▸ Brief 1
According to the article on contrails, how many atmospheric chemists and geoscientists did the scientists survey?
▸ Brief 2
Pick up the article on contrails after its last sentence and keep writing it.

--- Excerpt to read Enclosed Below ---

If you're fascinated with conspiracy theories, you've probably come across one involving those streaks that jet aircraft leave behind them in the sky, as particles from the engines' exhaust plume cause water vapor in the air to condense around them and form ice particles. In aviation, those streaks are called "contrails," short for condensation trails, and they're a phenomenon that's been observed since the beginnings of jet-powered flight. (Here's a Federal Aviation Administration FAQ on them.)
Nevertheless, to conspiracy buffs, nothing is that simple or innocuous. Some believe that the streaks are what they call "chemtrails," and that they're part of a sinister, clandestine government plot to modify the weather, or else some sort of biological warfare weapon. (From the Committee for Skeptical Inquiry, here's a guide to those accusations.) One poll a few years back found that nearly 17 percent of Americans thought it was either true or partly true that the government was involved in atmospheric alteration, and the chemtrails conspiracy theory even has been promoted by celebrities such as Kylie Jenner and the late Prince.
That's why a group of scientists from the University of California, Irvine, the Carnegie Institution for Science and the nonprofit Near Zero organization thought it would be a good idea to survey 77 atmospheric chemists and geoscientists, the folks who actually study the atmosphere. The survey-takers asked atmospheric researchers if they had found any evidence of a large-scale program to spray chemicals into the sky.

--- End of Enclosed Excerpt to read ---
--- Provided material Enclosed Below ---

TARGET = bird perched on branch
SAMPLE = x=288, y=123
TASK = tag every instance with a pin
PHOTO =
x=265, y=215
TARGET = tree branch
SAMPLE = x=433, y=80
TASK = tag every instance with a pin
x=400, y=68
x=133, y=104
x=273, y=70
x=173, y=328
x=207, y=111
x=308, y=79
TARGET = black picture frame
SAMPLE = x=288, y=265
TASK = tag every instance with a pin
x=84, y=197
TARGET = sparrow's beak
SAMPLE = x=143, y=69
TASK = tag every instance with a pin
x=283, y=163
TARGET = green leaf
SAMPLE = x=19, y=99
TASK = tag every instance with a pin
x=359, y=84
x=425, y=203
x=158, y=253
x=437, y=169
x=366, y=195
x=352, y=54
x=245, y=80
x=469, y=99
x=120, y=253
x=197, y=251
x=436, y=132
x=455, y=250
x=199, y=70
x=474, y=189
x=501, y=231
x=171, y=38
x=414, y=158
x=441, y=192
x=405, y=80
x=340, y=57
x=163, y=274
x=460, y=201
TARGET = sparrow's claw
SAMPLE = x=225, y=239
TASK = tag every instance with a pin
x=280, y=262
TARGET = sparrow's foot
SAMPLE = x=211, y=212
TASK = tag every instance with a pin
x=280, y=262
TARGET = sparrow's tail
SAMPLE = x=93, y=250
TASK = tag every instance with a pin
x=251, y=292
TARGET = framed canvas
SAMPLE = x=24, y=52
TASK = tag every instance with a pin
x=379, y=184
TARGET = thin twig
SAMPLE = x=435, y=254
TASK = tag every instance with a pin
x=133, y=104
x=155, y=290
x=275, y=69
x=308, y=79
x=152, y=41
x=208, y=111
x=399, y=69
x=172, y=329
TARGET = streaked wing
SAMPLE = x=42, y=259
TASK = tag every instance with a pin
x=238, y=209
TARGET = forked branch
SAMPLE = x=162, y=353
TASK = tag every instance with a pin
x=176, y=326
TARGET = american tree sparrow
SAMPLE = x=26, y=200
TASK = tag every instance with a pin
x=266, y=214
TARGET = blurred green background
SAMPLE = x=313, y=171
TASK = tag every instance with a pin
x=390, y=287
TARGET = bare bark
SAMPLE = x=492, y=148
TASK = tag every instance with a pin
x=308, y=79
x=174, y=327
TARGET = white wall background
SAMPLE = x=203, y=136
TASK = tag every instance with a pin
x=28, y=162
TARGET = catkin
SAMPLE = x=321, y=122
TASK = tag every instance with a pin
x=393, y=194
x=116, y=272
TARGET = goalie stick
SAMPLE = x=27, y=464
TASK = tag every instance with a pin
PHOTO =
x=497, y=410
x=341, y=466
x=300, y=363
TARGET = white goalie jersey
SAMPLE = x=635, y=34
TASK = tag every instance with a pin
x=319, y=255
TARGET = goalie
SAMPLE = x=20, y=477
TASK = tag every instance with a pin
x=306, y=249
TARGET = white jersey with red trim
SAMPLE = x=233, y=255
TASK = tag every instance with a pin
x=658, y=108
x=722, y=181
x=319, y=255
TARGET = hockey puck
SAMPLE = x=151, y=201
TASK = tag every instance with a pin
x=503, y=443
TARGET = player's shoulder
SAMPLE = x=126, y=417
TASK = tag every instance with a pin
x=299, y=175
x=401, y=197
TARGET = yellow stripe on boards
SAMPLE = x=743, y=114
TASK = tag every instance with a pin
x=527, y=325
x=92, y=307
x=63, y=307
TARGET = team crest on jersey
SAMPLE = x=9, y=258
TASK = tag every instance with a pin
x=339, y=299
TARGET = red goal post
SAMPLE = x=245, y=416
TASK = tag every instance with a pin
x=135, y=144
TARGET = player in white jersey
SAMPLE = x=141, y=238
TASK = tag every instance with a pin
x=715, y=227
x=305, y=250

--- End of Enclosed Provided material ---

▸ Exercise output 1
77

▸ Exercise output 2
An article just published in Environmental Research Letters contains the findings. Of the 77 scientists surveyed, 76 (98.7 percent) said they had found no evidence of such spraying.
Beyond that, when showed the evidence presented by chemtrails proponents — such as strontium, barium and aluminum found in water, soil and snow samples — the researchers concluded that those things could be explained through other factors, "including well-understood physics and chemistry associated with aircraft contrails and atmospheric aerosols."
If you're a believer in chemtrails, you may be wondering: What about the one scientist who found evidence? Maybe that person is the InfoWars version of Galileo, right?
Sorry to disappoint you, but no.
As the study clarifies: "The one participant who answered yes said the evidence s/he had come across was 'high levels of atmospheric barium in a remote area with standard 'low' soil barium'." That scientist stops short of absolutely ruling out the remote possibility that someone deliberately sprayed barium over that area, which is not the same as saying that it's the likely explanation. (As Bad Astronomy blogger Phil Plait explains, "When I can't find my keys in the morning I can't rule out that dinosaur ghosts hid them from me. It just seems a tad unlikely.")
"The chemtrails conspiracy theory maps pretty closely to the origin and growth of the internet, where you can still find a number of websites that promote this particular brand of pseudoscience," study co-author Steven Davis, UCI associate professor of Earth system science, said in a UCI press release. "Our survey found little agreement in the scientific community with claims that the government, the military, airlines and others are colluding in a widespread, nefarious program to poison the planet from the skies."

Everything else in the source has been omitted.